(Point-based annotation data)
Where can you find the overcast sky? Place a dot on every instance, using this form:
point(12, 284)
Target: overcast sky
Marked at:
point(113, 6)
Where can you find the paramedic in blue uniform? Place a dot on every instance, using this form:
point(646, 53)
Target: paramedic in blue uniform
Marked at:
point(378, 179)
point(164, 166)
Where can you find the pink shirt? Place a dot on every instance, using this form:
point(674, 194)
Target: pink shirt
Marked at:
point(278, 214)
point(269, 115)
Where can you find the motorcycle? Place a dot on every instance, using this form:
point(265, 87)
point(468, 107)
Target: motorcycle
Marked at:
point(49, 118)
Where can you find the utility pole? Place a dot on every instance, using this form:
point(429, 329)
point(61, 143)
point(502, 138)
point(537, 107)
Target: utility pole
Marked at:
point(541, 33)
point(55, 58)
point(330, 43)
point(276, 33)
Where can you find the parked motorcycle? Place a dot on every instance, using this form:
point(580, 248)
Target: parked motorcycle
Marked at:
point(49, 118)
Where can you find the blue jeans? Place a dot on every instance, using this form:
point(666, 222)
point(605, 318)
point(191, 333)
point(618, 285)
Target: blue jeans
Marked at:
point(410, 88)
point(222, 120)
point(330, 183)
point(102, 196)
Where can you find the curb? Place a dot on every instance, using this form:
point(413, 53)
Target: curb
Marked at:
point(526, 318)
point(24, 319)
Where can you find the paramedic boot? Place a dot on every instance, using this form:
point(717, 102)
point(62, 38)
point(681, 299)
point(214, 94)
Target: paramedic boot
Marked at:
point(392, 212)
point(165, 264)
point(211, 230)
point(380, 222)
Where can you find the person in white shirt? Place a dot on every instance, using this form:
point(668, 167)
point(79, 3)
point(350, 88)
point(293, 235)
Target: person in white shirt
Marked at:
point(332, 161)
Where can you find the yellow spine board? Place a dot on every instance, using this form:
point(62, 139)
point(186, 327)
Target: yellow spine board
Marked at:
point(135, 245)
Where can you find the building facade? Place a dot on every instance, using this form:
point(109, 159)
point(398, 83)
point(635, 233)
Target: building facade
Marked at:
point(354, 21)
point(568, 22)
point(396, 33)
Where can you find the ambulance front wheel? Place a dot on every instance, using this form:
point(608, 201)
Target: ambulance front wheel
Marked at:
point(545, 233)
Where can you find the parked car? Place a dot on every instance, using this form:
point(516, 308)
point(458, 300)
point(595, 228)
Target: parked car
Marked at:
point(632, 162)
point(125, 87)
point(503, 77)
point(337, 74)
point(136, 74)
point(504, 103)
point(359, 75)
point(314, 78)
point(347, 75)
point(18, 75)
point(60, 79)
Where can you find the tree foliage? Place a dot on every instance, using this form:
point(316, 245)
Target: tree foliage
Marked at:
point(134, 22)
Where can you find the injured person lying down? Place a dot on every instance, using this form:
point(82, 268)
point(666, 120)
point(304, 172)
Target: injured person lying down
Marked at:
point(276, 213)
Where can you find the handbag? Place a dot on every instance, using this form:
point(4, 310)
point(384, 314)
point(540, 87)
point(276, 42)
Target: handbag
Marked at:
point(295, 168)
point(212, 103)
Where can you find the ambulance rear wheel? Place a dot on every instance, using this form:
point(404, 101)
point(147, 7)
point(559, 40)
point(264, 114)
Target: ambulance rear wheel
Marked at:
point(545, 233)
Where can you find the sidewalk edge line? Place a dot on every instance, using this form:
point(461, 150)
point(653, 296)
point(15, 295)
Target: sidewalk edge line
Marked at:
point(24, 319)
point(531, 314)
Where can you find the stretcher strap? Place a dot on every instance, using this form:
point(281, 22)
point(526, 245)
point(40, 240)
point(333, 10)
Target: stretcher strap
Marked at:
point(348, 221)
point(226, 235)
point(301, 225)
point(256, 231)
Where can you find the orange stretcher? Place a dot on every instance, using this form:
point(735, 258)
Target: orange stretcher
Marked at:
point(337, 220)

Required work =
Rewrite all of the data above, replacing every "Place a dot" with "Put a mark" and leaving everything else unchanged.

Written response =
Where can you find the overcast sky? Put a mark on every instance, using this form:
point(12, 284)
Target: overcast sky
Marked at:
point(113, 6)
Where can you find the paramedic in blue uniform? Put a mark on every instance, using this form:
point(646, 53)
Target: paramedic in blue uniform
Marked at:
point(378, 179)
point(164, 166)
Where can you find the pink shirt? Put a mark on every instance, using this form:
point(674, 194)
Target: pink shirt
Marked at:
point(278, 214)
point(269, 115)
Where can you find the motorcycle? Put a mark on every instance, using this form:
point(265, 87)
point(468, 107)
Target: motorcycle
Marked at:
point(49, 118)
Where can you find the utility pole? Put a mark on every instance, using this form:
point(429, 329)
point(61, 143)
point(502, 138)
point(537, 107)
Target: utility pole
Marked at:
point(541, 33)
point(55, 58)
point(330, 43)
point(276, 33)
Where can you find the parked motorcycle? Put a mark on every instance, using this form:
point(580, 248)
Target: parked motorcycle
Marked at:
point(49, 118)
Where can you find the blue jeans? Put a mark on every instance, using this form:
point(666, 222)
point(605, 318)
point(191, 333)
point(618, 285)
Target: blue jeans
Marked at:
point(410, 88)
point(222, 120)
point(330, 183)
point(102, 196)
Where can you find the curb? Put a mark on every instance, using this form:
point(413, 53)
Target: curb
Marked at:
point(526, 318)
point(24, 319)
Where can you find the paramedic boot? Put a mark on every instance, using this form:
point(717, 102)
point(62, 38)
point(681, 299)
point(214, 94)
Target: paramedic boot
Marked at:
point(392, 212)
point(165, 264)
point(211, 230)
point(380, 222)
Where can you find the person in white shirt? Put a mark on every instance, using this form:
point(668, 167)
point(79, 3)
point(350, 88)
point(293, 235)
Target: person in white shirt
Marked at:
point(332, 161)
Where can you find the yellow spine board? Put a mark on every instance, using this form:
point(62, 139)
point(186, 327)
Target: yellow spine board
Marked at:
point(135, 245)
Where can you find the building facade? Put a mark on every instance, using this form:
point(109, 159)
point(398, 83)
point(635, 233)
Target: building facade
Marked at:
point(354, 21)
point(568, 22)
point(396, 33)
Where can you find the ambulance front wheel? Put a mark on every instance, using this form:
point(608, 201)
Target: ambulance front wheel
Marked at:
point(545, 233)
Where can you find the parked car? Put a mark on every instance, using this form:
point(516, 308)
point(458, 300)
point(595, 228)
Target: parked car
Marked at:
point(632, 162)
point(125, 87)
point(503, 77)
point(337, 74)
point(136, 74)
point(504, 103)
point(359, 75)
point(314, 78)
point(347, 75)
point(18, 75)
point(60, 79)
Where can you find the tree foliage? Put a mark on every instance, using this form:
point(316, 245)
Target: tree foliage
Marked at:
point(134, 22)
Where can you find the injured person lying down? Put a mark on every instance, using this form:
point(82, 268)
point(666, 120)
point(304, 172)
Target: injured person lying down
Marked at:
point(276, 213)
Where can you find the handbag? Put a mark on every instance, using this form:
point(4, 310)
point(384, 314)
point(540, 87)
point(276, 42)
Target: handbag
Marked at:
point(295, 168)
point(212, 103)
Where can you find the ambulance rear wheel? Put a mark on every instance, using this form:
point(404, 101)
point(147, 7)
point(559, 40)
point(264, 114)
Target: ambulance rear wheel
Marked at:
point(545, 233)
Where can you find the sidewalk edge line? Put a mark on every instance, using this form:
point(461, 150)
point(653, 296)
point(15, 295)
Target: sidewalk edge line
Marked at:
point(24, 319)
point(531, 314)
Where can you find the stretcher strap? Put a mark on every instance, using this form:
point(281, 22)
point(526, 245)
point(40, 240)
point(333, 10)
Target: stretcher strap
Marked at:
point(348, 221)
point(226, 235)
point(301, 225)
point(256, 231)
Where can you find the orange stretcher? Put a mark on every instance, using this form:
point(735, 258)
Target: orange stretcher
Marked at:
point(337, 220)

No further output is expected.